Photo: Yllan Moglia.
Photo: Yllan Moglia.
Six associations étudiantes de l’UdeM réagissent aux arguments utilisés par la FAÉCUM dans sa gestion du dossier sur la réforme du Programme de l’expérience québécoise (PEQ). Dans une lettre ouverte, des étudiants reprochent à la fédération de défendre une vision purement « utilitaire » du rôle de l’éducation.

Lettre ouverte

La pénurie de main-d’œuvre au Québec est l’un des arguments avancés par le premier ministre François Legault afin de justifier la restriction de l’accès au PEQ à certains domaines d’études. L’Association des étudiants en philosophie de l’UdeM (ADÉPUM) s’est associée à d’autres associations pour réagir à la réponse de la FAÉCUM publiée dans Le Devoir le 7 novembre dernier, ainsi que dans ses publications sur Facebook.

D’après le coordonnateur aux affaires externes de l’ADÉPUM, Grégoire René, la fédération a affirmé qu’il ne s’agissait pas d’un argument valable, étant donné que certains programmes, comme les sciences humaines, servent également à l’économie. « Alors que nous, on considère qu’il faut se battre contre la position du ministre, non pas parce que ça sert ou non à l’économie, mais bien parce que c’est une réforme qui n’a pas de sens à tous les niveaux », affirme-t-il. 


« On est dans une logique de marchandisation de l’éducation, qui considère que l’université doit constituer une usine à travailleurs, or, le rôle fondamental de l’université est de transmettre le patrimoine intellectuel de l’humanité. Ce qui est troublant, c’est qu’une fédération étudiante, qui représente notamment des gens en lettres, en philosophie et en sciences humaines, vient reprendre cet argumentaire
[économique] sans le démonter. »

Maxime Laprise        
Étudiant au doctorat en histoire et membre de l’Association des étudiants diplômés du Département d’histoire (AÉDDHUM).
-- -- --
*ÉNONCÉ DU PROBLÈME 1*: Recopiez l'extrait sur la réforme du PEQ de « La pénurie de » à « publications sur Facebook. ».
*ÉNONCÉ DU PROBLÈME 2*:
Répondez aux questions suivantes à partir de l'extrait sur la réforme du PEQ.
(a) Quel premier ministre invoque la pénurie de main-d'œuvre au Québec pour justifier la restriction de l'accès au PEQ ?
(b) Dans quel journal et à quelle date la réponse de la FAÉCUM a-t-elle été publiée ?
(c) Quelle fonction Grégoire René occupe-t-il à l'ADÉPUM ?
*ÉNONCÉ DU PROBLÈME 3*: Donnez la suite de l'extrait sur la réforme du PEQ.

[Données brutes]
-- -- --
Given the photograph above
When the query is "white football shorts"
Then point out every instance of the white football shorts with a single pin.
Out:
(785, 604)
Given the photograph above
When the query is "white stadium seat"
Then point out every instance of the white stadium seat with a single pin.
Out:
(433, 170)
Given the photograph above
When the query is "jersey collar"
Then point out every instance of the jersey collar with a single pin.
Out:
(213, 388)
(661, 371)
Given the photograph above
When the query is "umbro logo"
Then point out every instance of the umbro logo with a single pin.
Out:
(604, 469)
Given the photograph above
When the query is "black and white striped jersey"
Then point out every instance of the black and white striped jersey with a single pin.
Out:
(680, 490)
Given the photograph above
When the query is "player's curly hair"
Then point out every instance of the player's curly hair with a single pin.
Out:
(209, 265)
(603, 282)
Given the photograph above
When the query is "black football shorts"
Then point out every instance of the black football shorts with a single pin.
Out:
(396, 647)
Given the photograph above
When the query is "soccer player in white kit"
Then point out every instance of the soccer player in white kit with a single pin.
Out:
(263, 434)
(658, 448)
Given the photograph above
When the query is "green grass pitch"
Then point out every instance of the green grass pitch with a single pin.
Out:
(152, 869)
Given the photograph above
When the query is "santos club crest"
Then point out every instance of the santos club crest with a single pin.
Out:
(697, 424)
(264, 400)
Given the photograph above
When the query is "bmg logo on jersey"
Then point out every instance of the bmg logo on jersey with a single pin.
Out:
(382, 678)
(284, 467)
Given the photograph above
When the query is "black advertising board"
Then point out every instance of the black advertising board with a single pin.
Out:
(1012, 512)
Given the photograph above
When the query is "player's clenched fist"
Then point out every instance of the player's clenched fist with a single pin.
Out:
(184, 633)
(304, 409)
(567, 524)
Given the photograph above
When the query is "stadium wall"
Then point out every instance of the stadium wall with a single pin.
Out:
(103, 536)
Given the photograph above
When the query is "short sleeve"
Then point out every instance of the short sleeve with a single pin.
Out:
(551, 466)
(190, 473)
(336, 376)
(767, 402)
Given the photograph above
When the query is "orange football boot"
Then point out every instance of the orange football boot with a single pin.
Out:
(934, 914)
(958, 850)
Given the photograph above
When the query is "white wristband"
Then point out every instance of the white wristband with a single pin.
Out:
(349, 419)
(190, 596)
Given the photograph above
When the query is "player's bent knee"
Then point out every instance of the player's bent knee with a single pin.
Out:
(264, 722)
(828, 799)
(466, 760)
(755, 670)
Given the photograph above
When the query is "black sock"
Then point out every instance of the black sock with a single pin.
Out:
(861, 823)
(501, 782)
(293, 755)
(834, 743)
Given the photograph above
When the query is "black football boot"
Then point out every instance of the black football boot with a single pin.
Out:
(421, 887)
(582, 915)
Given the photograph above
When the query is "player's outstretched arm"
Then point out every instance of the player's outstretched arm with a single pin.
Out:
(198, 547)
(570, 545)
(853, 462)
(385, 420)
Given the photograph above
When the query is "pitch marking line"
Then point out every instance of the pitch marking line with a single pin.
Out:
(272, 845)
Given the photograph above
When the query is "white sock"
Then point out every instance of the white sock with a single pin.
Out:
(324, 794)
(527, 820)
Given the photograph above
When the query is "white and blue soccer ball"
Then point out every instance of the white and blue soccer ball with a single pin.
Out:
-- -- --
*RÉPONSE ATTENDUE 1*:
La pénurie de main-d’œuvre au Québec est l’un des arguments avancés par le premier ministre François Legault afin de justifier la restriction de l’accès au PEQ à certains domaines d’études. L’Association des étudiants en philosophie de l’UdeM (ADÉPUM) s’est associée à d’autres associations pour réagir à la réponse de la FAÉCUM publiée dans Le Devoir le 7 novembre dernier, ainsi que dans ses publications sur Facebook.

*RÉPONSE ATTENDUE 2*:
(a) François Legault.
(b) Dans Le Devoir, le 7 novembre.
(c) Il est coordonnateur aux affaires externes.

*RÉPONSE ATTENDUE 3*:
De son côté, la FAÉCUM se justifie en affirmant s’opposer à toute marchandisation du savoir. « La recherche et l’enseignement sont au cœur de la mission universitaire et ne devraient pas être tributaires du milieu de l’emploi », affirme la secrétaire générale de la FAÉCUM, Sandrine Desforges. Selon elle, la fédération aurait repris l’argument économique sur lequel se base la Coalition avenir Québec (CAQ) afin de le « déconstruire » et de mettre ainsi fin à cette réforme « absurde ». « Une chose qui est claire pour nous est qu’il n’a jamais été question de revoir la liste, mais de l’abolir », déclare-t-elle.

Par ailleurs, les associations mettent en avant « l’incohérence » entre le discours de la fédération et son cahier de position, qui mentionne la nécessité d’une stricte indépendance de l’institution par rapport aux demandes du marché (voir lettre). « C’est en contradiction avec les positions de la FAÉCUM, on considère qu’il fallait leur faire comprendre qu’elle va contre leur mandat, qui a d’ailleurs été voté », souligne Grégoire.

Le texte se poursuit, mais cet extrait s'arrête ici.